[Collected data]
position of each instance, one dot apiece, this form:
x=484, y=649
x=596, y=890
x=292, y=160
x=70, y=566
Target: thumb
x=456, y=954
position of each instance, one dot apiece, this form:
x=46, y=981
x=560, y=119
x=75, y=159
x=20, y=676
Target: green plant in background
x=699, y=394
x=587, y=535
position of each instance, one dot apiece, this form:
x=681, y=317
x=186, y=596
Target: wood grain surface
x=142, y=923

** Work task **
All the records above need to be set down again exactly as they were given.

** Solution below **
position of each instance, one dot apiece, this form:
x=484, y=649
x=596, y=890
x=292, y=160
x=70, y=566
Target: thumb
x=456, y=954
position of each instance, one dot apiece, this form:
x=46, y=981
x=560, y=119
x=75, y=159
x=20, y=676
Target: green plant in background
x=699, y=394
x=587, y=535
position of each instance, one dot apiece, this form:
x=681, y=317
x=186, y=596
Target: wood grain surface
x=142, y=923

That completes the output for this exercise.